**Work order:** In your reply, repeat every entry exactly and skip over each picture.

◇ ◇ ◇ ◇ ◇

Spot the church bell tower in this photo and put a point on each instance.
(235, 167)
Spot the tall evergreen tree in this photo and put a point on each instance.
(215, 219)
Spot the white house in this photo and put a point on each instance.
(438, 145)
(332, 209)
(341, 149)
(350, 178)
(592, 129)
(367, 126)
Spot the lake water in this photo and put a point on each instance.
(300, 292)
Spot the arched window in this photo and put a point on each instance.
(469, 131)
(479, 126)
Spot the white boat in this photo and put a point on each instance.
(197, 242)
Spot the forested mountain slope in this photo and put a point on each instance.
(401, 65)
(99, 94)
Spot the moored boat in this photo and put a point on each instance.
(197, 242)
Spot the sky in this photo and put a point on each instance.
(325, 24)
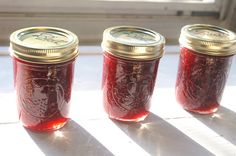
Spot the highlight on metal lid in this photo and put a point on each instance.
(208, 39)
(134, 43)
(44, 45)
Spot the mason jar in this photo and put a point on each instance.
(43, 61)
(131, 57)
(206, 53)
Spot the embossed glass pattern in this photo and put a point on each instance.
(131, 57)
(128, 87)
(43, 94)
(205, 58)
(201, 80)
(43, 60)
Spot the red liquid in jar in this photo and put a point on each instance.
(128, 87)
(201, 80)
(43, 94)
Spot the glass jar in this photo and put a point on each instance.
(205, 58)
(43, 61)
(131, 57)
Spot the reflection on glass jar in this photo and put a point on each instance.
(131, 58)
(205, 58)
(43, 75)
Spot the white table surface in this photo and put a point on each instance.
(167, 131)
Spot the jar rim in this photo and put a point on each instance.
(132, 42)
(44, 45)
(208, 39)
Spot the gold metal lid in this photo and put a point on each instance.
(134, 43)
(44, 45)
(208, 39)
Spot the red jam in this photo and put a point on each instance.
(43, 93)
(201, 80)
(127, 87)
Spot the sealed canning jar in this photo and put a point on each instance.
(205, 58)
(131, 58)
(43, 60)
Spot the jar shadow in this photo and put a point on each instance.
(72, 139)
(158, 137)
(222, 122)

◇ ◇ ◇ ◇ ◇

**Your solution:**
Spot the church bell tower in this photo and put a point on each instance.
(235, 167)
Spot the tall evergreen tree in this photo and put a point on each instance.
(215, 219)
Spot the white house in this photo and put a point on each instance.
(438, 145)
(332, 209)
(341, 149)
(350, 178)
(592, 129)
(367, 126)
Spot the lake water in this photo and put a point on each instance.
(300, 292)
Spot the arched window in this photo and put a point on each instance.
(469, 131)
(479, 126)
Spot the white boat in this photo and put a point on each instance.
(197, 242)
Spot the forested mountain slope in this photo and put a point on each instance.
(401, 65)
(99, 94)
Spot the moored boat in this photo and put a point on each instance.
(197, 242)
Spot the sky in this photo and put a point on each instance.
(325, 24)
Spot the highlight on metal lid in this photo and put a point on each instance.
(208, 39)
(134, 43)
(44, 45)
Spot the mason jar in this photo and put a point on each instance.
(43, 61)
(131, 57)
(206, 53)
Spot the embossed glass pattern in this photo and put a point on each instance.
(131, 57)
(128, 87)
(43, 94)
(205, 58)
(201, 80)
(43, 60)
Spot the red liquid in jar in this photo and put a point on each instance.
(128, 87)
(201, 80)
(43, 94)
Spot the glass jar in this photo and put a point on each instance.
(205, 58)
(43, 61)
(131, 57)
Spot the reflection on glass jar in this photo and put a point on each instance.
(131, 58)
(205, 58)
(43, 75)
Spot the white table surface in this photo and put a point on each instance.
(167, 131)
Spot the jar rim in this photo and put a point on each instance.
(132, 42)
(44, 45)
(208, 39)
Spot the gold metal lid in this photo and put a point on each instance.
(134, 43)
(44, 45)
(208, 39)
Spot the red jam in this photo and put a point on each instance.
(43, 93)
(201, 80)
(127, 87)
Spot the sealed canning jar in this photo and put a point on each instance.
(205, 58)
(131, 58)
(43, 60)
Spot the jar shadow in this photo and put a point on each instance.
(72, 139)
(158, 137)
(222, 122)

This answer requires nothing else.